* START DATASET EXTRACT *

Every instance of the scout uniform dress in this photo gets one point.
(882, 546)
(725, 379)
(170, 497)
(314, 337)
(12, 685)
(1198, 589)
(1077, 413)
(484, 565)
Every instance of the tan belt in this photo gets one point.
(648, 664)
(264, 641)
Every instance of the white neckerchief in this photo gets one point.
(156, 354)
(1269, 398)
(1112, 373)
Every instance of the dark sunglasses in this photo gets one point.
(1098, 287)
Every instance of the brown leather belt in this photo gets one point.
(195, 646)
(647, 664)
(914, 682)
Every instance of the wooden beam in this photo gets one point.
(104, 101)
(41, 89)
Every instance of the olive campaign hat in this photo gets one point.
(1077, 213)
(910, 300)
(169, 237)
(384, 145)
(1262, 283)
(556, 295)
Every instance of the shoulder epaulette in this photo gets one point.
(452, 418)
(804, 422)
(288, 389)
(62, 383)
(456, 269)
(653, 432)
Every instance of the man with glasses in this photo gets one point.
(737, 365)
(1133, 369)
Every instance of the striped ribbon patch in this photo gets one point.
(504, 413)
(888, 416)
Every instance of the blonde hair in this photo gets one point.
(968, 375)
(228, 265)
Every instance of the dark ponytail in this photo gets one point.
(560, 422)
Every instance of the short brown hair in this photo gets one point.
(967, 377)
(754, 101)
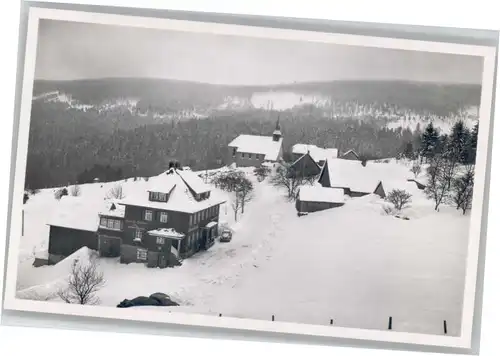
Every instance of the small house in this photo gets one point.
(355, 179)
(72, 226)
(305, 167)
(317, 198)
(318, 154)
(350, 155)
(254, 150)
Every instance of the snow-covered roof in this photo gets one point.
(168, 233)
(180, 199)
(112, 208)
(317, 193)
(350, 151)
(194, 181)
(76, 213)
(317, 153)
(352, 175)
(163, 186)
(258, 144)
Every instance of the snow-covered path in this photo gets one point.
(350, 264)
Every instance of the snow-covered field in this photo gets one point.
(352, 264)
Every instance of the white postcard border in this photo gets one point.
(463, 341)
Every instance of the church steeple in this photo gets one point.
(277, 131)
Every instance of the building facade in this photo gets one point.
(175, 218)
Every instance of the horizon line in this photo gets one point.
(413, 81)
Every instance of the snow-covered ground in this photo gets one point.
(352, 264)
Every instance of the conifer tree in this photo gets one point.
(429, 141)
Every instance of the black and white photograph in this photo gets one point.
(271, 180)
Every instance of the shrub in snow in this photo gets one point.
(32, 191)
(75, 191)
(416, 169)
(284, 179)
(399, 198)
(388, 210)
(60, 193)
(83, 283)
(116, 192)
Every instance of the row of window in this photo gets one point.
(157, 196)
(149, 216)
(251, 155)
(203, 215)
(111, 224)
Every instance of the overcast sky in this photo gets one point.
(80, 51)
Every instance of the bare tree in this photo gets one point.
(399, 198)
(416, 169)
(75, 191)
(60, 193)
(83, 283)
(284, 179)
(462, 188)
(116, 192)
(438, 180)
(236, 205)
(262, 173)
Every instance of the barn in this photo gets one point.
(350, 155)
(72, 226)
(317, 198)
(318, 154)
(305, 166)
(355, 179)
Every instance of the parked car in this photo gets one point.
(226, 236)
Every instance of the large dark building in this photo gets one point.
(173, 218)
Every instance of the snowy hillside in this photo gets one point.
(352, 264)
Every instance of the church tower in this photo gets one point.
(277, 131)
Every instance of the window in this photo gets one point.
(138, 234)
(117, 225)
(111, 224)
(142, 254)
(160, 240)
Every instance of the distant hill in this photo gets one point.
(170, 96)
(138, 125)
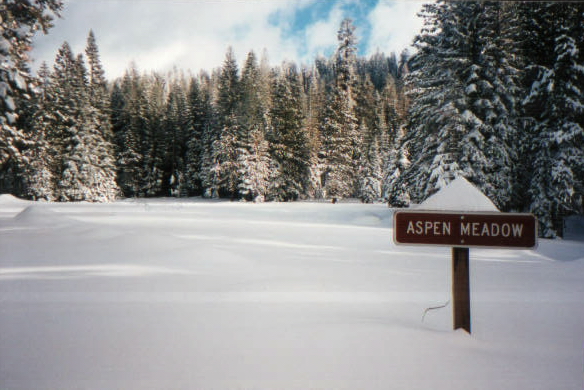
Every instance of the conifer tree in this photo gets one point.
(39, 168)
(556, 103)
(462, 118)
(87, 169)
(178, 129)
(199, 144)
(128, 109)
(19, 21)
(340, 138)
(225, 170)
(289, 143)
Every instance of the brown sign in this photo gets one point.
(503, 230)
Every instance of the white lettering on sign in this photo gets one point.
(482, 229)
(436, 228)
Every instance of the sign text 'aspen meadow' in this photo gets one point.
(504, 230)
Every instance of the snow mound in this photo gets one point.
(459, 195)
(7, 199)
(41, 216)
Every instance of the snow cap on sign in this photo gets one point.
(459, 195)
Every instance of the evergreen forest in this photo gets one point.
(492, 91)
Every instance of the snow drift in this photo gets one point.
(159, 294)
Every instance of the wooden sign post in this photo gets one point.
(461, 288)
(461, 231)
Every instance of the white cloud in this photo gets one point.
(195, 34)
(322, 35)
(394, 25)
(158, 35)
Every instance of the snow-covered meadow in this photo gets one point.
(191, 294)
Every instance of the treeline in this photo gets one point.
(493, 92)
(497, 91)
(256, 133)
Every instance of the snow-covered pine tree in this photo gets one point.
(315, 102)
(462, 110)
(128, 117)
(39, 167)
(371, 130)
(198, 145)
(556, 103)
(98, 89)
(252, 114)
(18, 23)
(178, 130)
(225, 171)
(395, 190)
(289, 142)
(154, 143)
(87, 166)
(338, 125)
(255, 167)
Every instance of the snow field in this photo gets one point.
(190, 294)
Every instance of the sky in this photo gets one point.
(158, 35)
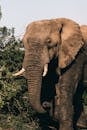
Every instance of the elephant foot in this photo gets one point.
(46, 105)
(66, 125)
(82, 122)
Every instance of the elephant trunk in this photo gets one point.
(34, 79)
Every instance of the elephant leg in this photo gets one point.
(63, 104)
(82, 122)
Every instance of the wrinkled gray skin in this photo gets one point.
(43, 41)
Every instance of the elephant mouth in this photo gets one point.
(20, 72)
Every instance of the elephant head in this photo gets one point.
(83, 29)
(44, 40)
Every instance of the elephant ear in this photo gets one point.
(71, 42)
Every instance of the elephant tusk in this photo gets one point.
(45, 70)
(20, 72)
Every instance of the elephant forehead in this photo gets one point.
(41, 29)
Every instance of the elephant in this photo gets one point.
(59, 39)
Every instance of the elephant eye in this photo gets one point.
(48, 40)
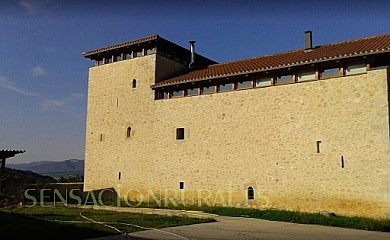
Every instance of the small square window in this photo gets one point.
(208, 89)
(356, 69)
(177, 93)
(243, 85)
(284, 79)
(262, 81)
(225, 87)
(192, 91)
(179, 133)
(306, 76)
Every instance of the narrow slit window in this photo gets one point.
(318, 146)
(251, 193)
(128, 132)
(179, 133)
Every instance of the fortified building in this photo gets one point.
(304, 130)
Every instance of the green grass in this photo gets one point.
(382, 225)
(370, 224)
(53, 223)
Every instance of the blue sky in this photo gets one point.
(43, 76)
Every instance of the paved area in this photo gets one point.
(229, 228)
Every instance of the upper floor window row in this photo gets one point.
(125, 55)
(264, 81)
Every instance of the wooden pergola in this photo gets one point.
(4, 154)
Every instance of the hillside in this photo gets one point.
(71, 167)
(13, 182)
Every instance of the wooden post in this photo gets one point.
(3, 164)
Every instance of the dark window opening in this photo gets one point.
(179, 133)
(128, 133)
(192, 91)
(225, 87)
(318, 146)
(251, 193)
(284, 79)
(244, 84)
(330, 72)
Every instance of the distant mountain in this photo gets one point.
(71, 167)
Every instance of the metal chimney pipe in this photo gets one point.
(308, 40)
(192, 49)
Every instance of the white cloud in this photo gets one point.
(32, 6)
(5, 83)
(53, 104)
(59, 104)
(38, 71)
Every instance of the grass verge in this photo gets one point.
(62, 223)
(382, 225)
(369, 224)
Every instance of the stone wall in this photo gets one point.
(264, 138)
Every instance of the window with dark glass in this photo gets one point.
(179, 133)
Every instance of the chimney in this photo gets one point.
(308, 40)
(191, 66)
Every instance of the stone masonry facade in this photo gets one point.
(310, 146)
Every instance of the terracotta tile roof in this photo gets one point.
(121, 45)
(5, 153)
(348, 49)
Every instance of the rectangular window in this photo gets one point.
(165, 95)
(149, 51)
(284, 79)
(208, 89)
(109, 60)
(138, 53)
(128, 56)
(262, 82)
(225, 87)
(192, 91)
(244, 84)
(177, 93)
(306, 76)
(179, 133)
(356, 69)
(330, 72)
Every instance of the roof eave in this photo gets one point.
(270, 69)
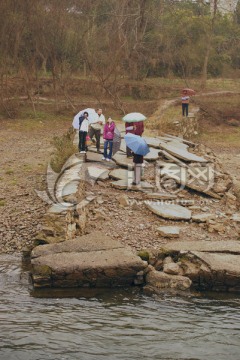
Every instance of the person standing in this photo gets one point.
(83, 130)
(96, 126)
(185, 103)
(129, 128)
(138, 161)
(108, 134)
(139, 128)
(136, 128)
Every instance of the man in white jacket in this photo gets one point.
(83, 130)
(96, 126)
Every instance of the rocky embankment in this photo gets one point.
(185, 194)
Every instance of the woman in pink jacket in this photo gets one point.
(108, 134)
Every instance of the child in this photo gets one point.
(185, 103)
(83, 130)
(138, 161)
(108, 134)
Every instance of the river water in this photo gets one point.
(113, 325)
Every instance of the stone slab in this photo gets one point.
(203, 217)
(169, 231)
(98, 172)
(59, 208)
(161, 196)
(169, 211)
(72, 161)
(123, 161)
(153, 155)
(236, 217)
(121, 174)
(152, 141)
(228, 263)
(94, 157)
(96, 241)
(126, 185)
(183, 177)
(178, 151)
(93, 260)
(206, 246)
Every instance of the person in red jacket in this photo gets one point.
(136, 128)
(108, 134)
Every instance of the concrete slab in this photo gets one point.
(126, 185)
(161, 196)
(121, 174)
(93, 157)
(93, 260)
(98, 172)
(169, 211)
(203, 217)
(123, 161)
(223, 263)
(229, 246)
(153, 155)
(152, 141)
(176, 149)
(169, 231)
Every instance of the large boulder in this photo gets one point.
(160, 280)
(93, 260)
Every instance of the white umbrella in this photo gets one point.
(134, 117)
(92, 116)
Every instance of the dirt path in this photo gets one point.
(25, 149)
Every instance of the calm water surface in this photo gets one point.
(113, 325)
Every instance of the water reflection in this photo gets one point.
(113, 324)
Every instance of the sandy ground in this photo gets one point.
(25, 152)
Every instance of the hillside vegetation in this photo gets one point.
(73, 51)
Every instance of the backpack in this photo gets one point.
(81, 118)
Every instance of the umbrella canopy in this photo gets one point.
(134, 117)
(92, 115)
(188, 92)
(137, 144)
(116, 140)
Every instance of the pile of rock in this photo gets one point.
(203, 265)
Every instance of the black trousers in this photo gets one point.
(185, 109)
(82, 140)
(97, 134)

* END DATASET EXTRACT *

Give back exactly the lines that run from the line with "Every instance of the white umbrella" through the close of the material, counting both ends, and nothing more.

TASK RESPONSE:
Every instance of the white umbrella in this photo gets one point.
(134, 117)
(92, 116)
Every instance of the dirt path in this photo gets one point.
(25, 149)
Every instance of the calm water surface in this photo gets one point.
(113, 325)
Every instance of the water reflection in this photo gets one point.
(113, 324)
Every instance of the sandy ground in this photo gets one point.
(25, 152)
Every instance of the hillside vegetation in this photo gets one point.
(73, 51)
Every instance of the backpack in this photo gets one point.
(81, 118)
Every instance of the umbrella canopy in this photo gets one point.
(134, 117)
(92, 115)
(188, 92)
(137, 144)
(116, 140)
Every instance of the pile of rock in this photo gets one point.
(203, 265)
Every instance of the black trousers in this photo gets one point.
(185, 109)
(82, 140)
(97, 134)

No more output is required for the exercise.